◆ **Dataset records**:

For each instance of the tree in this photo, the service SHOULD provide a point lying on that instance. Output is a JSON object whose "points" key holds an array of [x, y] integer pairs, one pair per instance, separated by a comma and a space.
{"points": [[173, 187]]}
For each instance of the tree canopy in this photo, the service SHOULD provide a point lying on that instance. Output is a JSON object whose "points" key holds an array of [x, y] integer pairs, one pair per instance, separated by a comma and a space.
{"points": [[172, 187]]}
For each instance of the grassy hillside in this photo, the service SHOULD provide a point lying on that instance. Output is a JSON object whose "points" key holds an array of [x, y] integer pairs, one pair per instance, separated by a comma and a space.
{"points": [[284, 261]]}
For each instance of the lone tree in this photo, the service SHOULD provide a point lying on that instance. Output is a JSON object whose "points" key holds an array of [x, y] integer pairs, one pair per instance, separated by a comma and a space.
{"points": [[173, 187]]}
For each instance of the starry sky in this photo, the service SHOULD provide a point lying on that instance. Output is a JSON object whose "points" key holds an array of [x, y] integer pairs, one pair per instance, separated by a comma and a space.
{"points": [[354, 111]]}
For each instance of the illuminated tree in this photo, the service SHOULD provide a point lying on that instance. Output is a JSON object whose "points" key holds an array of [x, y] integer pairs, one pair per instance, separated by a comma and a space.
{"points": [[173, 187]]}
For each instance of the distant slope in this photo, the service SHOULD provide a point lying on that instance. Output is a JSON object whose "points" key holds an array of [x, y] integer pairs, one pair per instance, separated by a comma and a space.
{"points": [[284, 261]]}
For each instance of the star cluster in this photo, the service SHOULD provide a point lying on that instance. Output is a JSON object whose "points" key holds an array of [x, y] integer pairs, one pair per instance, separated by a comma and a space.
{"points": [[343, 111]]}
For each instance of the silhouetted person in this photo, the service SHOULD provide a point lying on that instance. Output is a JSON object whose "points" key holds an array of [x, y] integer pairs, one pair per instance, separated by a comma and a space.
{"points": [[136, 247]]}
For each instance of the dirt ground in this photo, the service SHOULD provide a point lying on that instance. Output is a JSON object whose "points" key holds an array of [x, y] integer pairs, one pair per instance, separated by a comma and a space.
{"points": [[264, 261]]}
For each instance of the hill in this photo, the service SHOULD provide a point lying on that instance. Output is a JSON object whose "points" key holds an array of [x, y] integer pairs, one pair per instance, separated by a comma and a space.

◆ **Instructions to follow**:
A complete and exact repetition of the entries is required.

◆ **Reply**:
For each instance of the tree in this photo, the service SHOULD provide a point lying on that instance. Output is a JSON object whose "points" key holds an array of [x, y] integer pairs, one pair per instance, separated by a comma and a space.
{"points": [[173, 187]]}
For each instance of the tree canopy in this photo, the service SHOULD provide a point lying on that instance. Output is a JSON object whose "points" key holds an array of [x, y] integer pairs, one pair per instance, separated by a comma and a space.
{"points": [[172, 187]]}
For each instance of the grassy hillside in this photo, the service SHOULD provide a point lying on that instance. Output is a JSON object whose "points" key holds an array of [x, y] integer pairs, one pair per instance, separated by a comma and a space.
{"points": [[284, 261]]}
For each instance of the lone tree in this photo, the service SHOULD provide a point lying on that instance. Output is a JSON object whose "points" key holds an array of [x, y] integer pairs, one pair per instance, separated by a comma and a space.
{"points": [[173, 187]]}
For each instance of the starry sky in this photo, the service SHOULD provide a point lying on that instance. Output is a JSON object whose "points" key holds an array of [x, y] integer pairs, one pair per instance, separated by a comma and a space.
{"points": [[354, 111]]}
For each instance of the illuminated tree in this photo, the service SHOULD provide a point lying on that instance. Output is a JSON object whose "points" key holds an array of [x, y] integer pairs, one pair per instance, separated by a comma and a space.
{"points": [[173, 187]]}
For each instance of the distant slope in this photo, the service SHOULD provide a point lying on that instance. Output is a JSON object whose "points" key holds an array of [x, y] integer pairs, one pair per instance, separated by a comma and a space.
{"points": [[284, 261]]}
For each instance of the star cluster in this photo, the service SHOULD provide a point lying on that instance. Output is a JSON object whose "points" key holds an array of [x, y] integer pairs, one pair per instance, separated by a comma and a space.
{"points": [[343, 111]]}
For each instance of the silhouetted person in this photo, the service SHOULD provide a point lying on that instance. Output is a JSON object whose "points" key holds an array of [x, y] integer pairs, one pair per instance, separated by a comma and a space.
{"points": [[136, 247]]}
For each instance of the dirt ground in this photo, the service SHOULD provide a point lying on that instance. Output is a JSON object whose "points" key holds an array of [x, y] integer pairs, one pair per instance, separated by a comma and a space.
{"points": [[264, 261]]}
For each instance of the hill in this photo, the service SHOULD provide a point lying on that instance. Output is a JSON object whose "points" key holds an array of [x, y] integer pairs, one pair per instance, separated by a comma and a space.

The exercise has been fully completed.